◆ Challenges ◆
1. Check the three statements against the two blog posts. For each, answer yes or no and quote the exact words from the posts that settle it.
(a) In "couch surfing," the speaker expects to stay for a week, 10 days at best.
(b) In "at least there's a train," the night at 2 am is described as hot and noisy.
(c) In "at least there's a train," the quiet backstreet is 10 miles from the trains.
2. In the two blog posts, list every place that "couch surfing" says the friday night start will be "near."
Extract to read start
March 30, 2007

couch surfing

lets sit for a minute, and i'll tell you a thing. i'm here for a week, 10 days at best. i haven't the time for the fuss and the fiddle. are you married or steady? lonesome and tired? no matter which you should take me in for a while, let me be your man for a week, 10 days at best. i can be a good lover, considerate at times, a good laugh and a teacher of a thing or two, as well. i make a good student if you have something to share, but i just don't have time to wait around to begin. i would rather have all of a week, 10 days at best. not half, not part, i want it all. and we start over drinks, old friday night, near the trains, near the cars, near the sea, we start not with chatter, but a kiss.

March 28, 2007

at least there's a train

slivering feet through the soil of 2 am, coolest and quietest night ever yet, half mile away you can hear the embrace under street lamps hellbent on jaundicing the eyes and trials of the rare gems of late night and early morning. every corner, every stop along the way is a loaded gun, barrel full of laughs and tears, recoil sent reverberating cracks through the veil of night, splintering the darkness with a thousand eyes, all of a sudden, all pointed inward. the world is a caterpillar, waiting to become, the world is a bowl full of shit, swirling around on its way into the ground, the world is my empty pocket, my empty wallet, my empty belly, my full heart. a glass of beer, a smoky room, quiet backstreet 10 miles from the trains and you could still hear. this is the magic of the southwestern, and the confidence that less than a days walk could get you to the mainline of ancient america, so that there is always a ripcord, always a way out short of jumping in front of a train, you could always just get on.
Extract to read end
Available data start
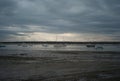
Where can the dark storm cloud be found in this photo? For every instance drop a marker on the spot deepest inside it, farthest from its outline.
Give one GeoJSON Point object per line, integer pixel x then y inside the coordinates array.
{"type": "Point", "coordinates": [61, 16]}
Available data end
◆ Expected answers ◆
1.
(a) Yes: "i'm here for a week, 10 days at best."
(b) No: "coolest and quietest night ever yet"
(c) Yes: "quiet backstreet 10 miles from the trains"

2.
the trains
the cars
the sea